■ 作業一覧:
1. 地熱発電の記事のうち、「大平様:日本は世界有数の地熱」から「-最後に、新電力おおいたを売電先に選んだ「決め手」を教えてください!」までをすべて、「地熱発電所」を「温泉発電所」に置き換えて書き直してください。
2. 地熱発電の記事で、大平様は日本をどんな国だと言われていると話していますか。
3. 地熱発電の記事の続きを、最後の文のあとから書いてください。

■ 本文:
···
大平様:日本は世界有数の地熱資源をもつ国と言われていますが、まだまだその活用は遅れています。地熱発電所にコストや手間がかかるからといって、誰も新しく作らなくなってしまっては、技術の発展が見込めません。業者様にも発電所建設で沢山の知見を得て、次の発電所建設に役立ててもらうことで、自然エネルギーの普及につながるからです。
この志を同じくする信徒や一般のかたから募金が寄せられ、現在も寄せられています。私たちの地熱発電所は、このような皆様の思いに支えられて建設され、運用されています。
※写真6:敷地の全景
-自然エネルギー拡大の活動は、他の発電所の建設のことまで考えられていたのですね。本当に素晴らしい活動です。
-最後に、新電力おおいたを売電先に選んだ「決め手」を教えてください!
···
■ 点ラベル付けデータセットの抜粋:
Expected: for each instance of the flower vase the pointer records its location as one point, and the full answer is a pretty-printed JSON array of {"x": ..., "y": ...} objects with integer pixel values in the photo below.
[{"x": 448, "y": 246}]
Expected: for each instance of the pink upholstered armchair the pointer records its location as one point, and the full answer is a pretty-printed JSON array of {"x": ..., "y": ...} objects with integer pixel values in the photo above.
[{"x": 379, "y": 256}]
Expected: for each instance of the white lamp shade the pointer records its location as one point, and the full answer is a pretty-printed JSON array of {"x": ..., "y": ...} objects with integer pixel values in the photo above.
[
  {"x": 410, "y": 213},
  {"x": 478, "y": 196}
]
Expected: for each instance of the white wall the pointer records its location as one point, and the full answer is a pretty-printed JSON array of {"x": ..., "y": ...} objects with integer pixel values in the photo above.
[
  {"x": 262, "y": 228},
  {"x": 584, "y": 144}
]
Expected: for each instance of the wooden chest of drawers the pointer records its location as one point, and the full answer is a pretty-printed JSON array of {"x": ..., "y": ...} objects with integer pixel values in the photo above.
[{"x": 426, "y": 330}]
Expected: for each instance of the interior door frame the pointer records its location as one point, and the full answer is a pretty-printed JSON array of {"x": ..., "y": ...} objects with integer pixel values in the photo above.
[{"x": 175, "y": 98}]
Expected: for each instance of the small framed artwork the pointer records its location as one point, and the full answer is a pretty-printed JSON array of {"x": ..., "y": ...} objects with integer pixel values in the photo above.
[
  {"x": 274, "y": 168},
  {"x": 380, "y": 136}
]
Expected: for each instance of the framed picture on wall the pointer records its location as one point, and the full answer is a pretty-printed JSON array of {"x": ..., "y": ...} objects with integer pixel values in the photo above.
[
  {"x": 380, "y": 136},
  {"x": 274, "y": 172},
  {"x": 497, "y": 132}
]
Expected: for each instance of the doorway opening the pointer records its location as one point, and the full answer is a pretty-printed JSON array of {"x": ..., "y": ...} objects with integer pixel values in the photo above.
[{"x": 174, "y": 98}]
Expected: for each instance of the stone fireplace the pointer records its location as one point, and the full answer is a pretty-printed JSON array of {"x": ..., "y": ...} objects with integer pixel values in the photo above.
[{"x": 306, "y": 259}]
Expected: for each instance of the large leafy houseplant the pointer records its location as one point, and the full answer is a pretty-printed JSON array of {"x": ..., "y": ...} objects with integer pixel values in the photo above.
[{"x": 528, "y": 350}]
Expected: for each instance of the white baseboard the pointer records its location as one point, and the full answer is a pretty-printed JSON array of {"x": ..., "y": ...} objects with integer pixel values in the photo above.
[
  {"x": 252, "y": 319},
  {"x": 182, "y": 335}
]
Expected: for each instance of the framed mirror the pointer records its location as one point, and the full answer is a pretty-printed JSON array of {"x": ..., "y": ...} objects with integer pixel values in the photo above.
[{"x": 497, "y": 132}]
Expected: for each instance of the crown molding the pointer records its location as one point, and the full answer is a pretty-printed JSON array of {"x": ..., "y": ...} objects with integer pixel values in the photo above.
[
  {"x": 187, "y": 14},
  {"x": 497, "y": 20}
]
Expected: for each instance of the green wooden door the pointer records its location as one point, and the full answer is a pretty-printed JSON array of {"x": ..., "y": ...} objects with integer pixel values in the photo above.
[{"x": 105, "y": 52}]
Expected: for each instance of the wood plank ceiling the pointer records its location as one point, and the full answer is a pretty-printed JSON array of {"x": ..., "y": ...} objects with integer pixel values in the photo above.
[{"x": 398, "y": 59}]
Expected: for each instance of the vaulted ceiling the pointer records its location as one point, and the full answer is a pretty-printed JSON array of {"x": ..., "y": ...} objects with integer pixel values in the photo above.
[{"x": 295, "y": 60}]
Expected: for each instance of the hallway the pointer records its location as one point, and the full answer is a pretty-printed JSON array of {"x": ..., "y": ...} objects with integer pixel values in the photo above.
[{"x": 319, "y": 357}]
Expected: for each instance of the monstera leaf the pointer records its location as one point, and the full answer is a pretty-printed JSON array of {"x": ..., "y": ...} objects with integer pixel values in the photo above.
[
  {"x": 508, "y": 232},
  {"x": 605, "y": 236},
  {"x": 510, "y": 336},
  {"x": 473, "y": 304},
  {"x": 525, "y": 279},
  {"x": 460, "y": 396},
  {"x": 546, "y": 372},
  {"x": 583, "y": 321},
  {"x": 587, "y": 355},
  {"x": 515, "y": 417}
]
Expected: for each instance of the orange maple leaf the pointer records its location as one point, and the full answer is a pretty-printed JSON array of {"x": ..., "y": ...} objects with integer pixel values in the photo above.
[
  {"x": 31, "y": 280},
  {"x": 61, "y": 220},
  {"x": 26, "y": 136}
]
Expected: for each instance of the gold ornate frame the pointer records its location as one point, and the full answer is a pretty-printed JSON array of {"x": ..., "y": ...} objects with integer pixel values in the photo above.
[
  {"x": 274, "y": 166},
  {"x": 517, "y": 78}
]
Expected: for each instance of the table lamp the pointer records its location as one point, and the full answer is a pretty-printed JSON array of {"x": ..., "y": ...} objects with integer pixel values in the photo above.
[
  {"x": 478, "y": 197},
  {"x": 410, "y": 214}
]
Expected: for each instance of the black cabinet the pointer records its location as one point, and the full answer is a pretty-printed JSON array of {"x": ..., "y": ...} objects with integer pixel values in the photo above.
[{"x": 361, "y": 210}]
···
■ 作業結果:
1.
大平様:日本は世界有数の地熱資源をもつ国と言われていますが、まだまだその活用は遅れています。温泉発電所にコストや手間がかかるからといって、誰も新しく作らなくなってしまっては、技術の発展が見込めません。業者様にも発電所建設で沢山の知見を得て、次の発電所建設に役立ててもらうことで、自然エネルギーの普及につながるからです。
この志を同じくする信徒や一般のかたから募金が寄せられ、現在も寄せられています。私たちの温泉発電所は、このような皆様の思いに支えられて建設され、運用されています。
※写真6:敷地の全景
-自然エネルギー拡大の活動は、他の発電所の建設のことまで考えられていたのですね。本当に素晴らしい活動です。
-最後に、新電力おおいたを売電先に選んだ「決め手」を教えてください!

2. 世界有数の地熱資源をもつ国です。

3.
大平様:まず、私たちは「脱原発」を目指しています。これまでの電気業界の構造は、大きな発電所が発電した電気を需要家の方々に送電するといった形だったと思います。近年では太陽光発電のお陰で、自分の電気は自分の屋根で発電することが可能になりました。
つまり、「電気の地産地消」ができるようになったわけですよね。私たちは、電気の地産地消を推進していくことで、大きな発電所にばかり頼らない社会を作っていきたいのです。そこで、同じく「電気の地産地消」を経営理念に掲げている新電力おおいたさんに出会い、是非一緒にこの取り組みを拡大していきたいという想いから契約させていただきました。
-大変ありがとうございます。「電気の地産地消」という共通の目的に向かって、今後もご協力お願いします!
※写真7:寄付者名掲示板。発電所の防音壁の外側を活用しています。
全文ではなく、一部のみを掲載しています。